SELECTED TEXT:
------------

That clan, the Yamauchi, were tozama–their daimyo, Yamauchi Kazutoyo, had fought with Tokugawa Ieyasu at Sekigahara but as an ally opposed to Ishida Mitsunari, not as a vassal, and was thus not granted fudai status. So Kazutoyo was rewarded with a large domain, but one that was out of the way–and full of old Chosokabe retainers who resented him. That made Kazutoyo dependent on the continued good graces of the shogun to remain in power, because otherwise he risked being overthrown.

As time went on this sort of forced reorganization of land became comparatively rare–but early on in particular it was a consistent tool of the shoguns to deal with daimyo families they did not fully trust.

Within their domains, the daimyo had comparative autonomy. Indeed, this was the basic guarantee of the Tokugawa shogunate, the way it was able to compel obedience from the feudal lords. In exchange for fealty to the house of Tokugawa and an agreement to abide by the shogunate’s policy directives–about which more in a second–the daimyo were allowed functional autonomy within their territories. They could set economic policy, handle matters of crime and punishment, and do pretty much whatever else they wanted.

And as they did so, they could rest easy knowing that the shogunate would protect them–because part of the bargain of the shogunate was a guarantee that your neighbors would not attack you, and that your vassals could not depose you. In the chaos of the old civil wars, sure, you had plenty of opportunities to expand your territory and wealth, but also plenty of opportunities to lose them at the hands of an opportunistic neighbor or untrustworthy vassal. Now, the shogunate would guarantee that you and your descendants would hold your lands forever–so long as you toed the line.

Not all land was handed out in this way, of course; Ieyasu and his successors hung on to lands to the tune of 4.2 million koku, with his direct vassals holding another 2.6–about 25% of the assessed wealth of the country (Jansen p42). Those lands were often carefully chosen; Edo itself, of course, and its surroundings, were all the property of the shogun. So too were strategic cities like Kyoto (home of the emperor), Osaka (the largest trade hub) and Nagasaki (the only foreign trade port–more about that in a second). In addition, strategic resources–like the island of Sado off the Noto peninsula, home to a good chunk of the nation’s gold mines–were a part of the shogun’s tenryo.

This grand bargain was, once again, first introduced by Hideyoshi–it was how he rose so quickly in the 1580s, by offering to confirm daimyo in their holdings in exchange for obedience. Ieyasu extended and systematized this practice, which frankly was an absolutely brilliant political maneuver. After all, it gave every daimyo, be they from a big or small domain, fudai or tozama, a stake in the system–because the system guaranteed their hold on their power and privilege.

------------

In the passage on the Tokugawa shogunate, how much land did Ieyasu and his successors keep for themselves? These lines have no connection to the passage on the Tokugawa shogunate.

[Records from a data collection]
------------

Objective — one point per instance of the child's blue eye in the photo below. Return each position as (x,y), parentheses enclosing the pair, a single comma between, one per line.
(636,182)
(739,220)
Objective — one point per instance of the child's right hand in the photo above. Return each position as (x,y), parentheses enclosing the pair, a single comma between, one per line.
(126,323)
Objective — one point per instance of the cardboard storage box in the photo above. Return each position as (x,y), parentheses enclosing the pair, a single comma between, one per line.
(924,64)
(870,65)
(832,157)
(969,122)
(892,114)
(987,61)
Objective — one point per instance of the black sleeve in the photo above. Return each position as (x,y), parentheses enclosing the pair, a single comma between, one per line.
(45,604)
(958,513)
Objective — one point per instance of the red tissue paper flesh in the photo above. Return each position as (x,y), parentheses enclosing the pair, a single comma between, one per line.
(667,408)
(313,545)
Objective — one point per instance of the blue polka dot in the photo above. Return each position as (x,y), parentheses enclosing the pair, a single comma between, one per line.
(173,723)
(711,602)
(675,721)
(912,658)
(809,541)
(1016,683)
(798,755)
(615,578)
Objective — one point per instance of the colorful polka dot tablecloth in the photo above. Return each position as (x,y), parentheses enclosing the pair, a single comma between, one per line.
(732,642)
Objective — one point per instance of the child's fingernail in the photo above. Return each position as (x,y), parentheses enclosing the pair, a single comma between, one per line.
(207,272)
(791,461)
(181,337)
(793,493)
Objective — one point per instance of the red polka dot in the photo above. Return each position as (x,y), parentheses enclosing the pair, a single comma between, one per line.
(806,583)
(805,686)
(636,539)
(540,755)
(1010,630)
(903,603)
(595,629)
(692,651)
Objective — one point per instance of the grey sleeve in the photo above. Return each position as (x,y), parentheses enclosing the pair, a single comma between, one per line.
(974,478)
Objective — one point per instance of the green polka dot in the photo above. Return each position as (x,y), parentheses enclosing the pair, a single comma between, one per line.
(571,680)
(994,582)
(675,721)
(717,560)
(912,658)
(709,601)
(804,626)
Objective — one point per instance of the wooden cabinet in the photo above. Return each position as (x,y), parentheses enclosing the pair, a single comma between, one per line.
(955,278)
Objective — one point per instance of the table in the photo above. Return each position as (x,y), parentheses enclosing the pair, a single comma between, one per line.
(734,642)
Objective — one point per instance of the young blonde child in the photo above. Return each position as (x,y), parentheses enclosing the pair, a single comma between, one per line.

------------

FINISHED TASK: 4.2 million koku